State how many of the lines below contain the word "creek". Give the number alone.

─── DATA ───

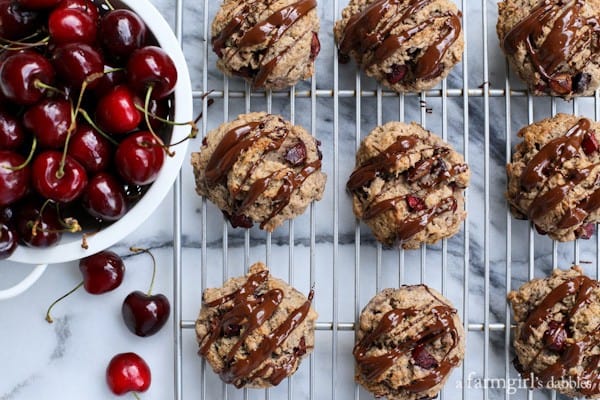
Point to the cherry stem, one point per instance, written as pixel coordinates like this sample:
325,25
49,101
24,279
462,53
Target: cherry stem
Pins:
147,119
89,120
28,160
140,250
48,317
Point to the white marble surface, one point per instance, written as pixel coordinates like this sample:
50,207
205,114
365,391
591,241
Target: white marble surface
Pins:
67,360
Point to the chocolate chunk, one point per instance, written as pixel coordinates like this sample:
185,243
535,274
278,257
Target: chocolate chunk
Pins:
423,358
315,46
581,82
555,336
296,154
589,143
586,231
397,73
561,84
415,203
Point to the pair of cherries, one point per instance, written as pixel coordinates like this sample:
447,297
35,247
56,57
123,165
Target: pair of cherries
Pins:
83,92
144,315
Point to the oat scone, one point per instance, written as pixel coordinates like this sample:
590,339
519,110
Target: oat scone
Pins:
407,45
552,45
272,44
408,342
259,168
408,185
557,339
255,330
554,177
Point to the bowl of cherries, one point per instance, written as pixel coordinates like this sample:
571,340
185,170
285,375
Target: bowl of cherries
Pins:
95,110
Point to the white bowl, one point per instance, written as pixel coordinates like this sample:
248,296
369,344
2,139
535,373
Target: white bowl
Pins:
69,248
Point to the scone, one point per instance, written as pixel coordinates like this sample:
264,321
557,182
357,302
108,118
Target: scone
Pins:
255,330
259,168
408,342
553,179
552,45
557,340
407,45
270,44
408,185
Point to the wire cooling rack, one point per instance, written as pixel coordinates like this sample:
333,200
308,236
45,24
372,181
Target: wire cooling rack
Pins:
478,109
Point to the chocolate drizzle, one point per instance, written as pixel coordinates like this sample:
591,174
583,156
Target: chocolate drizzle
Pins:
566,38
442,326
548,162
427,174
231,147
269,30
365,34
251,306
580,289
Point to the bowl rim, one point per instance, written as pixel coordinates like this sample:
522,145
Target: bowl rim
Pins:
69,248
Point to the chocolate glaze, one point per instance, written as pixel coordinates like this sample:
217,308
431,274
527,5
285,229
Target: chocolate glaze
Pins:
434,168
270,29
371,367
581,287
230,148
365,33
251,306
566,38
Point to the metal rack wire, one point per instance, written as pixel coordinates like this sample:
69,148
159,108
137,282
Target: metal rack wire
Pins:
477,263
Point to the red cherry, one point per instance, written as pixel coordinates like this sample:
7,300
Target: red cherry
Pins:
104,198
14,184
38,4
11,132
68,25
86,6
151,66
75,62
102,272
145,314
8,241
47,225
122,31
128,372
90,148
139,158
49,120
21,75
17,22
116,112
48,182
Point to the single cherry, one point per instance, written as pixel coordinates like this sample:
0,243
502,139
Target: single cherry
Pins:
116,112
12,134
50,121
151,68
121,32
58,181
76,62
128,372
104,198
8,240
37,227
14,177
145,313
69,25
25,76
102,272
86,6
139,158
90,148
17,22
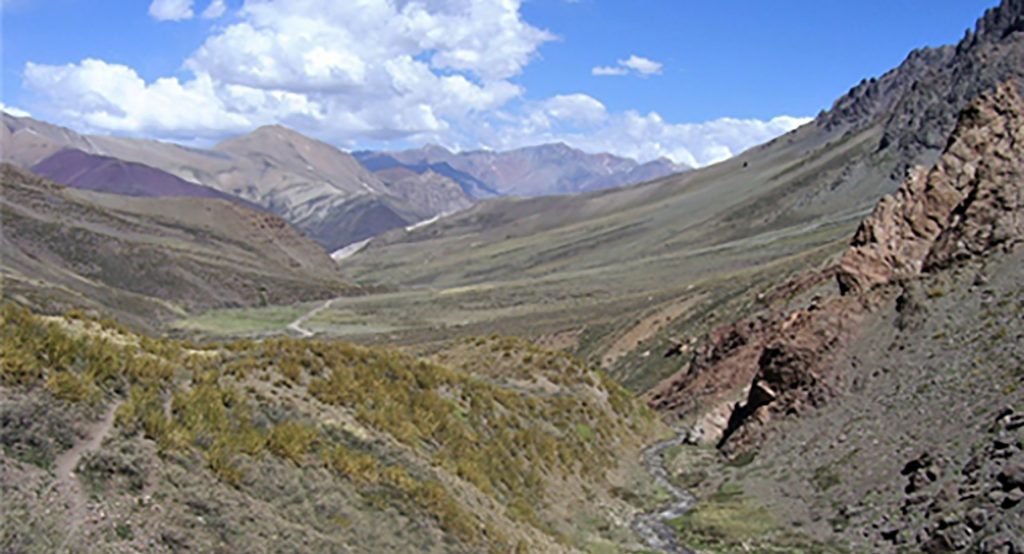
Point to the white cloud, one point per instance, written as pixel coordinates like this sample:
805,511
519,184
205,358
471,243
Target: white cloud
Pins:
641,65
583,122
171,10
16,112
635,64
608,71
388,73
215,9
109,96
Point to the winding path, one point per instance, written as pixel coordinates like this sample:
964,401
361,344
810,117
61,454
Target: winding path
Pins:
653,526
67,484
296,326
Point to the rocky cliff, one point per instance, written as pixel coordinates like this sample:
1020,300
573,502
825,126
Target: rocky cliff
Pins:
968,205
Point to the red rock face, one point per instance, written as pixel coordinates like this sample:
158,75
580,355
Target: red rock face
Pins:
968,205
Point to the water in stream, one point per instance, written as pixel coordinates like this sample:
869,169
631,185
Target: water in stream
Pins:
653,526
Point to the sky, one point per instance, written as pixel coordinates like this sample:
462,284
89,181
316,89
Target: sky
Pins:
694,81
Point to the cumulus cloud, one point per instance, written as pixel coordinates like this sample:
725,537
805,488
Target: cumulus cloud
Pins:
641,65
608,71
387,73
16,112
584,122
215,9
635,64
171,10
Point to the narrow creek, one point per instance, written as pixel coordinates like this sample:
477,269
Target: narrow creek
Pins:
653,526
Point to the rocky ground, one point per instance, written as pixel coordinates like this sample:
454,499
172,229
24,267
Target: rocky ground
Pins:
886,414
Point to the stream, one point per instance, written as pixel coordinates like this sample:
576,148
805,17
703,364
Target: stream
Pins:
653,526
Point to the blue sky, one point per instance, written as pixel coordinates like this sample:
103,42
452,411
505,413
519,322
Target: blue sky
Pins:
440,72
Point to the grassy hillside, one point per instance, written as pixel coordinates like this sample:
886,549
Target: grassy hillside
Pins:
147,260
126,442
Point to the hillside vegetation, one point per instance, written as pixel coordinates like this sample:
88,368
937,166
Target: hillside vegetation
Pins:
308,445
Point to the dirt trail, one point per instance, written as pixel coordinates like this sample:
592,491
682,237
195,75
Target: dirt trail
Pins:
296,326
647,328
67,485
652,526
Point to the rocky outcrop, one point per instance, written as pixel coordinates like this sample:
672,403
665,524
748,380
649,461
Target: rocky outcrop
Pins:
948,507
967,205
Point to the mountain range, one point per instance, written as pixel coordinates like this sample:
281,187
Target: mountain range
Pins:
814,346
323,190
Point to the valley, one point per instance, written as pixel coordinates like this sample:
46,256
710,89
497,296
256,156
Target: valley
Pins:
271,344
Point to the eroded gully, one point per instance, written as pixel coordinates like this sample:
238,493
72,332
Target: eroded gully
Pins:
653,526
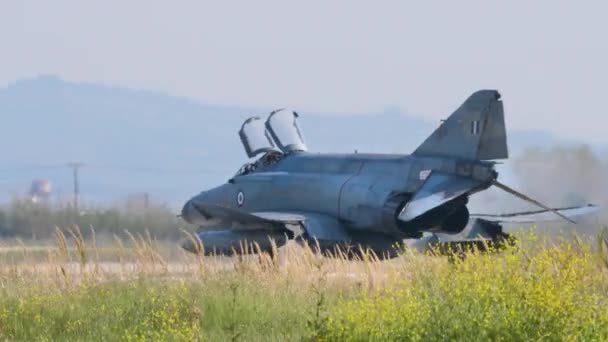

───

> _FULL RESPONSE_: 2